このネタに関しては、自動車ジャーナリストの方のブログで取り上げられる度に、炎上気味にコメント欄が盛り上がりますが、個人的にはどちらの言い分も分かります。確かにESPの効果は絶大で、しかし全車標準装着義務化となれば、無知なユーザーが全てをメカニズムに頼り、定期的な点検をさらに怠る可能性もあるわけです。某方のブログで今「おじいちゃんが朝孫を送っていくときに直線で凍結によりスリップ→川へ転落という悲劇がありましたが、ああしたものもかなり防げると思います。」との記述がある通り、プロのジャーナリストの方がこんな事をブログに堂々と書いてしまうと、さもESPがあればどんな道路でもノーマルタイヤで魔法のように走れる…と取られてしまってもおかしくはないわけです。凍結路面でタイヤグリップの限界を超えれば、ABSもESPもへったくれもありません。装着された、よしそれでいい。果たして本当にそうでしょうか?

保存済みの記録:
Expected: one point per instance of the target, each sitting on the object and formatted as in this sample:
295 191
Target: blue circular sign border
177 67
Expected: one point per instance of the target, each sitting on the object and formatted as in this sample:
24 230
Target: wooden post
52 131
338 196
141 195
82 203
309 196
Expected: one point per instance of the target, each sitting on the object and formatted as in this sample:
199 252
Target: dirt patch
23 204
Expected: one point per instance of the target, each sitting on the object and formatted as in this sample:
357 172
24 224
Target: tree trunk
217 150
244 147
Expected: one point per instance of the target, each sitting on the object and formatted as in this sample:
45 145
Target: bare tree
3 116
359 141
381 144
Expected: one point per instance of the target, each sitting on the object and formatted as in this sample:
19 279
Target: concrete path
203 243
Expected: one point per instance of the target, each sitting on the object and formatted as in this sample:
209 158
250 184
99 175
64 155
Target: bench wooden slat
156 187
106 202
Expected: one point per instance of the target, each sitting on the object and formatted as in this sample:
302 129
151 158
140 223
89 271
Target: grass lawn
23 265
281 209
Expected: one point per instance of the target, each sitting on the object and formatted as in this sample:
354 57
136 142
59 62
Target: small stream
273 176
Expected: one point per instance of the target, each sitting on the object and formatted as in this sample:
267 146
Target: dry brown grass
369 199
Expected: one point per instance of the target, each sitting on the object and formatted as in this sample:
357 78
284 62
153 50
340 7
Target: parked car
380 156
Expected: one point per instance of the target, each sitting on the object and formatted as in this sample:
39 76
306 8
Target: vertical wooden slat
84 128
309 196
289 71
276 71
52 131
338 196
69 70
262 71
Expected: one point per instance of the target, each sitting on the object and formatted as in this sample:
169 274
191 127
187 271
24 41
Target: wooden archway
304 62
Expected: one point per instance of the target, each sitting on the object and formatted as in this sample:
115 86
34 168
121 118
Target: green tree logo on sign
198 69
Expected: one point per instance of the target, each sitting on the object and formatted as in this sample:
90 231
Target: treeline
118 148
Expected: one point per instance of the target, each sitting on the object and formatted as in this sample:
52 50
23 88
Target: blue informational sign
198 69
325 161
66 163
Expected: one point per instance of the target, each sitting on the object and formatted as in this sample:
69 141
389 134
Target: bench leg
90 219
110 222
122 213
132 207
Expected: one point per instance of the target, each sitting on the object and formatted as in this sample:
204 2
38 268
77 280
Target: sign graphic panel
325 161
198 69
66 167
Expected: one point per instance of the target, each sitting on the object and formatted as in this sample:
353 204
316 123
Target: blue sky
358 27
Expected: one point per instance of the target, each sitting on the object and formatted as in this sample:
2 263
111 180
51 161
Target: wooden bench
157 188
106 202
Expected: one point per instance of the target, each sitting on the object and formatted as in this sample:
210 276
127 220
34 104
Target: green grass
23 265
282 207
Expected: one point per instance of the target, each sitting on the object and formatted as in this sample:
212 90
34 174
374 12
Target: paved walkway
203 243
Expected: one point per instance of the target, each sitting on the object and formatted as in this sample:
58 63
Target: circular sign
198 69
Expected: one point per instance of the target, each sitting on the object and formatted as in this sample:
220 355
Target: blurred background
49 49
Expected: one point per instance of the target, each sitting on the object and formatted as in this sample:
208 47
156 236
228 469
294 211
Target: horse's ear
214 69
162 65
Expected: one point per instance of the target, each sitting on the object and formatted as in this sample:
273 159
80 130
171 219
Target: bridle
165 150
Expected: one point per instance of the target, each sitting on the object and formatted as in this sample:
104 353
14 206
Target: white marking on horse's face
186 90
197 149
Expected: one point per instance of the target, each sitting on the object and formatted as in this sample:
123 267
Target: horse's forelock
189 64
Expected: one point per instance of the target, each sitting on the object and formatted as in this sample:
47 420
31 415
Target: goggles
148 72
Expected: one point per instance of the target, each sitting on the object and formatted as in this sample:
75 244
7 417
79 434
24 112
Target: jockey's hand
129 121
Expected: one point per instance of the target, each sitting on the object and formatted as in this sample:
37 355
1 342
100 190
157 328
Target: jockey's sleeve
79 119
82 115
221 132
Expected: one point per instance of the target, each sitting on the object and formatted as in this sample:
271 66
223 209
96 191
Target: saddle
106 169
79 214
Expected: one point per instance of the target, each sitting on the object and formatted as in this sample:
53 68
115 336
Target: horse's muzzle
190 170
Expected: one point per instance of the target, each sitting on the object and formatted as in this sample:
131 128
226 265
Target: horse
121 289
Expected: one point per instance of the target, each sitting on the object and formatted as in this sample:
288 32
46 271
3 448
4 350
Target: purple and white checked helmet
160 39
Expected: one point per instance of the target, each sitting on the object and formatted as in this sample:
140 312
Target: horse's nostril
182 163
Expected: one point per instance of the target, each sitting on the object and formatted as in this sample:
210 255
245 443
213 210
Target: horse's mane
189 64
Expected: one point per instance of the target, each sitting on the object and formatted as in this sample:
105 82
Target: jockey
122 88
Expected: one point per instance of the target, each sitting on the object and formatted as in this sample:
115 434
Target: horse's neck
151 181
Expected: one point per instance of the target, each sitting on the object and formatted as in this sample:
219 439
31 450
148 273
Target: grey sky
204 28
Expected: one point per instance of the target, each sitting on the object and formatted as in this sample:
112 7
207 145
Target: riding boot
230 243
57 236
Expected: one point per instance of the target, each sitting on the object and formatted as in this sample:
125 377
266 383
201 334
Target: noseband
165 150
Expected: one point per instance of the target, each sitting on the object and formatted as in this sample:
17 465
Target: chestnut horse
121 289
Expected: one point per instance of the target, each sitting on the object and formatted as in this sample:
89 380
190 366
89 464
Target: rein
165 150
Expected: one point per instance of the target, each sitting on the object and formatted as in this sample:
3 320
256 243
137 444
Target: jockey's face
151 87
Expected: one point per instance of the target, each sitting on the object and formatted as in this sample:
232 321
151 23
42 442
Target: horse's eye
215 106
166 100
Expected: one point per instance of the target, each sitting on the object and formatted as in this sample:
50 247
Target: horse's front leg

==

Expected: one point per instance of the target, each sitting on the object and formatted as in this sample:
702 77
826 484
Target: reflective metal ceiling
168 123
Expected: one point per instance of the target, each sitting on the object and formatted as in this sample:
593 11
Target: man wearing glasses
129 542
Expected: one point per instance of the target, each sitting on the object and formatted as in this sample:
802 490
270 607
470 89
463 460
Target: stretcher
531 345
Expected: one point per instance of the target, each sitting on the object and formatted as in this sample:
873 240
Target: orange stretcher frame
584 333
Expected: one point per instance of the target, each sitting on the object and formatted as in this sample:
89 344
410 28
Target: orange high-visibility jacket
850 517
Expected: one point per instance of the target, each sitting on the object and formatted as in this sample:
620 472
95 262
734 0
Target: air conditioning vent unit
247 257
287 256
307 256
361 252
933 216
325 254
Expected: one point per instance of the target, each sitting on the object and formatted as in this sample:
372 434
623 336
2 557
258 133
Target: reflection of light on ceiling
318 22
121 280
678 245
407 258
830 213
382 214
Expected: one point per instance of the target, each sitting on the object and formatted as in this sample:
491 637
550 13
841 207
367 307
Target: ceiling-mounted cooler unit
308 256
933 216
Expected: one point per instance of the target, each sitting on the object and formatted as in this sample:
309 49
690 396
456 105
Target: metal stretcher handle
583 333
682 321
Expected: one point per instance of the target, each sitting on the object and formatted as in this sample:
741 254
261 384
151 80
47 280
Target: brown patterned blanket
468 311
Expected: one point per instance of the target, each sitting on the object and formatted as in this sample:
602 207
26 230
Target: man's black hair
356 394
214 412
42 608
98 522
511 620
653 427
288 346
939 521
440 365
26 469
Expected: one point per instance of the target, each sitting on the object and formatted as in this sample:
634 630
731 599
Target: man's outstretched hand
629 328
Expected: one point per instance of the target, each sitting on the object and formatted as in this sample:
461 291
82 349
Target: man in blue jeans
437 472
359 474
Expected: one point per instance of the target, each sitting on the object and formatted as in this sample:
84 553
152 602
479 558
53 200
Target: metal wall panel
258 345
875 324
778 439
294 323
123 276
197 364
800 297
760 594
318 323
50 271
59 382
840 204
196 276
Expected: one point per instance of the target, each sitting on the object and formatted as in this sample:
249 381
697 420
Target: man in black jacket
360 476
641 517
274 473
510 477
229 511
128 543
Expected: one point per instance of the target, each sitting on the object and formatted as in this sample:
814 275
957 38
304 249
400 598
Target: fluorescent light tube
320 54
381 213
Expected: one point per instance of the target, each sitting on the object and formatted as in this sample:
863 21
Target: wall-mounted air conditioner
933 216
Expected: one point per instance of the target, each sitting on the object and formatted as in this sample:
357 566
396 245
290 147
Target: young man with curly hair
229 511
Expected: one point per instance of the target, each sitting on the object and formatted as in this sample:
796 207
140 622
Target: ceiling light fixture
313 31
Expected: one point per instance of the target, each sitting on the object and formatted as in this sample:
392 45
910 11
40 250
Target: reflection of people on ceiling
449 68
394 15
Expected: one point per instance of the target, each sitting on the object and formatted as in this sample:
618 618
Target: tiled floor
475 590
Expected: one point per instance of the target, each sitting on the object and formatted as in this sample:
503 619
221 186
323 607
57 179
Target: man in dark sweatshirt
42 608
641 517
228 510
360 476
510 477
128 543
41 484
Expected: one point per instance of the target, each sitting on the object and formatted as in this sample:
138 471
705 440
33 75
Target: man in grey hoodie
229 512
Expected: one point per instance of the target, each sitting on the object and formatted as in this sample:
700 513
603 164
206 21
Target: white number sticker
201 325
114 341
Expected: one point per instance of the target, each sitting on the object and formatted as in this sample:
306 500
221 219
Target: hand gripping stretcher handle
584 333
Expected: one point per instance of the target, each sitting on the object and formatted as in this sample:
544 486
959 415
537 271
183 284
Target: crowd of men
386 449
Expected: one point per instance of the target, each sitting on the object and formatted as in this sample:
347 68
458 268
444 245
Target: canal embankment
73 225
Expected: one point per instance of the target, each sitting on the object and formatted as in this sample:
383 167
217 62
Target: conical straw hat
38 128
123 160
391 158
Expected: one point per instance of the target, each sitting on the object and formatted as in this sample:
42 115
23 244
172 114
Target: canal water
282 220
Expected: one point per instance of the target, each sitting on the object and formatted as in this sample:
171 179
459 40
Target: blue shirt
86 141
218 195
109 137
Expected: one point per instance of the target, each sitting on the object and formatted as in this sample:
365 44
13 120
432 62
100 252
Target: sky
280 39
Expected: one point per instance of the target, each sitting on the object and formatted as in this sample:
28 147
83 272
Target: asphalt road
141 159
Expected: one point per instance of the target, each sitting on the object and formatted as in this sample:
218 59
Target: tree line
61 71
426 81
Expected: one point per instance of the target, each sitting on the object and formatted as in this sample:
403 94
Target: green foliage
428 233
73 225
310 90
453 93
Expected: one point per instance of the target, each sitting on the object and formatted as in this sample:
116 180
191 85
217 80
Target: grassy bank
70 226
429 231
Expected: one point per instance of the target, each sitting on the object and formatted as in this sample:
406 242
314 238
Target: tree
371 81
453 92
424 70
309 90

必須課題 :: 上に掲げたESPの標準装着義務化をめぐる文章を、一字一句違えずに全文書き写してください。

正答 ::
このネタに関しては、自動車ジャーナリストの方のブログで取り上げられる度に、炎上気味にコメント欄が盛り上がりますが、個人的にはどちらの言い分も分かります。確かにESPの効果は絶大で、しかし全車標準装着義務化となれば、無知なユーザーが全てをメカニズムに頼り、定期的な点検をさらに怠る可能性もあるわけです。某方のブログで今「おじいちゃんが朝孫を送っていくときに直線で凍結によりスリップ→川へ転落という悲劇がありましたが、ああしたものもかなり防げると思います。」との記述がある通り、プロのジャーナリストの方がこんな事をブログに堂々と書いてしまうと、さもESPがあればどんな道路でもノーマルタイヤで魔法のように走れる…と取られてしまってもおかしくはないわけです。凍結路面でタイヤグリップの限界を超えれば、ABSもESPもへったくれもありません。装着された、よしそれでいい。果たして本当にそうでしょうか?